* _Material for this task_:
——
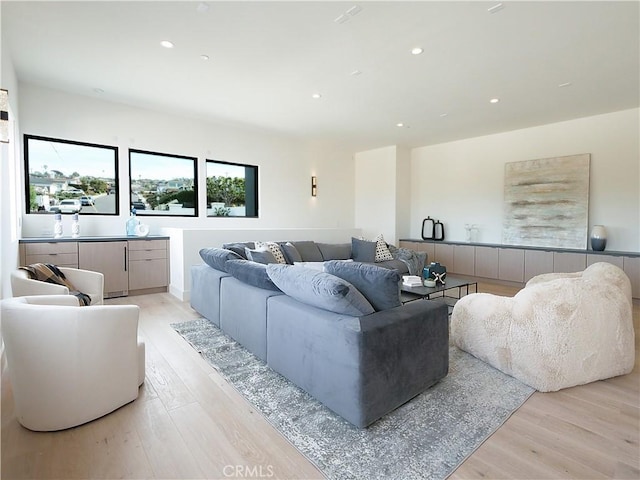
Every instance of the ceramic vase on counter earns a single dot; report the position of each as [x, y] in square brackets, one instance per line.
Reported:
[598, 238]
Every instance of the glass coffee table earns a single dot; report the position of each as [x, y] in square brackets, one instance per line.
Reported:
[449, 293]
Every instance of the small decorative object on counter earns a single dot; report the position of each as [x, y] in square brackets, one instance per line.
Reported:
[437, 272]
[598, 238]
[75, 226]
[132, 224]
[427, 228]
[438, 230]
[57, 226]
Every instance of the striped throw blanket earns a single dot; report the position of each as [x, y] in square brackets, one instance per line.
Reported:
[45, 272]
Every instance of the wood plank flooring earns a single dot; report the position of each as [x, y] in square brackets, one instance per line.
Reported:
[188, 423]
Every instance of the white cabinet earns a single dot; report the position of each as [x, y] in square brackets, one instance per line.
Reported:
[109, 258]
[148, 264]
[511, 264]
[62, 254]
[569, 262]
[486, 262]
[537, 262]
[464, 259]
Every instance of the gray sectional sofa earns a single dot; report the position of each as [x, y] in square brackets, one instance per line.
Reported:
[350, 344]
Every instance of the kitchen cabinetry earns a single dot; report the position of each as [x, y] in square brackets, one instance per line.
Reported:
[567, 262]
[511, 264]
[464, 259]
[60, 254]
[130, 265]
[537, 262]
[148, 266]
[486, 262]
[109, 258]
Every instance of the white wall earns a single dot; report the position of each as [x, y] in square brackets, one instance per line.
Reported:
[9, 175]
[462, 182]
[375, 187]
[285, 164]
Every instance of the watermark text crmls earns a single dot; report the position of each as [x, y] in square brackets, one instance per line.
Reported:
[248, 471]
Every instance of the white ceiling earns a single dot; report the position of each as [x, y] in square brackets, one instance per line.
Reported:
[268, 58]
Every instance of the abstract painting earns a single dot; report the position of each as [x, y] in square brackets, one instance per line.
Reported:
[546, 202]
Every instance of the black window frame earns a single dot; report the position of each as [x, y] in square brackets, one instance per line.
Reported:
[145, 212]
[251, 194]
[27, 180]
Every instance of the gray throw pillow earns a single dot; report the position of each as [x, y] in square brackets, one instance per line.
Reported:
[319, 289]
[218, 257]
[379, 285]
[251, 273]
[290, 253]
[260, 256]
[309, 251]
[363, 250]
[335, 251]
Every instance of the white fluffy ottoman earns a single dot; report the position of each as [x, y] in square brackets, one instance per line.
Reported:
[559, 331]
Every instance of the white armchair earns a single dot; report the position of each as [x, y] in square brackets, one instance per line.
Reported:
[86, 281]
[69, 365]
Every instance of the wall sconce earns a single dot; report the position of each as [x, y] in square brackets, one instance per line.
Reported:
[4, 115]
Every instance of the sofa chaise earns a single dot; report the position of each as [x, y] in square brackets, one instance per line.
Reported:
[350, 344]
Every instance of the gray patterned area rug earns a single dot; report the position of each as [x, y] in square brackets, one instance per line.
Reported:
[427, 438]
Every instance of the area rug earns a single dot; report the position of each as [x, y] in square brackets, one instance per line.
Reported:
[427, 438]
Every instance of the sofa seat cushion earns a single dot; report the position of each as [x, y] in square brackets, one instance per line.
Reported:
[251, 273]
[218, 257]
[379, 285]
[319, 289]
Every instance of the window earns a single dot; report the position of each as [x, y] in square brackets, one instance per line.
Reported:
[232, 190]
[163, 184]
[58, 170]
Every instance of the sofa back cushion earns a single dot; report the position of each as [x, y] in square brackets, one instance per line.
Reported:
——
* _Exercise details_:
All records should be output exactly, with the pictures left out.

* _Full answer_:
Every instance of the ceramic vase on counter earns a single dot; report the position of each as [x, y] in square brackets, one instance per line.
Reported:
[598, 238]
Every instance of the glass coffee table earns a single dot; report the position of each as [x, y] in square brackets, one instance per line.
Reported:
[449, 293]
Every instance of the small decorative object on counter earns a single dot; report the position of each as [x, y] in square brackets, one instance per line.
Reported:
[437, 272]
[598, 238]
[75, 226]
[132, 224]
[427, 228]
[438, 230]
[57, 226]
Every instance of the striped throw blanket earns a single dot; report the position of each as [x, y] in square brackets, one instance per line.
Reported:
[45, 272]
Every instance of the wood plank flooring earns a single dot; report the position of each as [x, y] in square brackets, one instance per line.
Reported:
[188, 423]
Every instance of the white cabinet earns a single dot; report the position of each as [x, y] in square brackets, one instance per line.
Reported:
[109, 258]
[148, 264]
[511, 264]
[62, 254]
[569, 262]
[486, 262]
[537, 262]
[464, 259]
Every instance of the gray sectional sofa earns a single dot; report the position of each as [x, y] in square brackets, one instance per line.
Reported:
[350, 344]
Every instance of the kitchen cabinetry earns a single dot; report the position of each as [x, y] in square brackets, one instance per line.
Reported:
[567, 262]
[511, 264]
[464, 259]
[60, 254]
[130, 265]
[537, 262]
[148, 266]
[486, 262]
[109, 258]
Every instance of the white wall earns a single dot; report the position of each as [x, y] in square brackets, one instance per line.
Reported:
[9, 175]
[462, 182]
[375, 187]
[285, 164]
Every instance of the watermark text crmls earns a single dot; report the position of each as [x, y] in square brackets, one instance per line.
Reported:
[248, 471]
Every instance of the white ceiling earns a single dot; report the position of each as [x, y] in square brackets, one instance per line.
Reported:
[268, 58]
Every instance of the abstract painting earns a single dot; report the position of each as [x, y] in square brackets, one instance per line.
Reported:
[546, 202]
Every instance of the black window frame earns a single dot; report the position of each as [x, y] in square brackets, one instance per line.
Reported:
[145, 212]
[251, 194]
[27, 180]
Every instance of the gray throw pillow earns a single dot; report the position of each as [x, y] in square brackets, one instance per line.
Reported:
[319, 289]
[218, 257]
[379, 285]
[251, 273]
[290, 253]
[260, 256]
[309, 251]
[363, 250]
[335, 251]
Every instance of the white fluffy ottoman earns a single dot; report the position of each as [x, y] in square brackets, one instance per line.
Reported:
[559, 331]
Every instance of the white armchair earns a single dot; report the position of each as [x, y] in square brackets, one instance per line.
Reported:
[86, 281]
[69, 365]
Every instance of the wall sconce earns a single dot; report the position of each as [x, y] in square brackets, one instance per line.
Reported:
[4, 115]
Every instance of the sofa chaise earns a single dot; report the position of each as [x, y] in square brackets, one instance per line.
Reported:
[350, 344]
Every instance of the gray patterned area rug earns a single dot; report the position of each as [x, y] in square brackets, one instance per line.
Reported:
[427, 438]
Every instance of the area rug earns a single dot; report the position of each as [x, y] in square brackets, one instance per line.
Reported:
[427, 438]
Every instance of the sofa seat cushion earns a single dot; report the position of each as [x, y] in square brackets, one instance per line.
Reported:
[251, 273]
[218, 257]
[379, 285]
[319, 289]
Every instance of the window earns a single dot; report the position of each as [x, y] in square brackets, one instance per line.
Reported:
[232, 190]
[163, 184]
[58, 170]
Every instance of the sofa back cushion earns a single dot; report the position of each as [x, y] in square brackets, one instance per line.
Reported:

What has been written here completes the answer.